- **SUPPLIED PASSAGE**:
========================
Large woody trunks, carbonised or silicified, and showing wood-cells with hexagonal areoles having oval pores inscribed in them, occur abundantly in some beds of the Middle Erian of America, and constitute the most common kind of fossil wood all the way to the Trias. They have in the older formations, generally, several rows of pores on each fibre, and medullary rays composed of two or more series of cells, but become more simple in these respects in the Permian and Triassic series. The names Araucarites and Araucarioxylon are perhaps objectionable, inasmuch as they suppose affinities to Araucaria which may not exist. Unger’s name, which is non-committal, is therefore, I think, to be preferred. In my “Acadian Geology,” and in my “Report on the Geology of Prince Edward Island,” I have given reasons for believing that the foliage of some at least of these trees was that known as Walchia, and that they may have borne nutlets in the manner of Taxine trees (Trigonocarpum, &c). Grand d’Eury has recently suggested that some of them may have belonged to Cordaites, or to plants included in that somewhat varied and probably artificial group.

The earliest discovery of trees of this kind in the Erian of America was that of Matthew and Hartt, who found large trunks, which I afterwards described as Dadoxylon Ouangondianum, in the Erian sandstone of St. John, New Brunswick, hence named by those geologists the “Dadoxylon sandstone.” A little later, similar wood was found by Prof. Hall and Prof. Newberry in the Hamilton group of New York and Ohio, and the allied wood of the genus Ormoxylon was obtained by Prof. Hall in the Portage group of the former State. These woods proved to be specifically distinct from that of St. John, and were named by me D. Halli, D. Newberryi, and Ormoxylon Erianum. The three species of Dadoxylon agreed in having composite medullary rays, and would thus belong to the group Palæoxylon of Brongniart. In the case of Ormoxylon this character could not be very distinctly ascertained, but the medullary rays appeared to be simple.
========================
- **RECORDED DATA**:
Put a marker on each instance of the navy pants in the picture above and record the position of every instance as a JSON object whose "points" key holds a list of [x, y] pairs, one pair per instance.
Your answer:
========================
- **WHAT YOU WILL DO**:
Extend the fossil wood passage with a further paragraph or two that picks up after its final sentence. The listing has no connection to the fossil wood passage.

- **RESULT FOR THIS TASK**:
I am indebted to Prof. J. M. Clarke, of Amherst College, Massachusetts, for some well-preserved specimens of another species from the Genesee shale of Canandaigua, New York. They show small steins or branches, with a cellular pith surrounded with wood of coniferous type, showing two to three rows of slit-formed, bordered pores in hexagonal borders. The medullary sheath consists of pseudo-scalariform and reticulated fibres; but the most remarkable feature of this wood is the structure of the medullary rays, which are very frequent, but short and simple, sometimes having as few as four cells superimposed. This is a character not before observed in coniferous trees of so great age, and allies this Middle Erian form with some Carboniferous woods which have been supposed to belong to Cordaites or Sigillaria. In any case this structure is new, and I have named the species Dadoxylon Clarkii, after its discoverer. The specimens occur, according to Prof. Clarke, in a calcareous layer which is filled with the minute shells of Styliola fissurella of Hall, believed to be a Pteropod; and containing also shells of Goniatites and Gyroceras. The stems found are only a few inches in diameter, but may be branches of larger trees.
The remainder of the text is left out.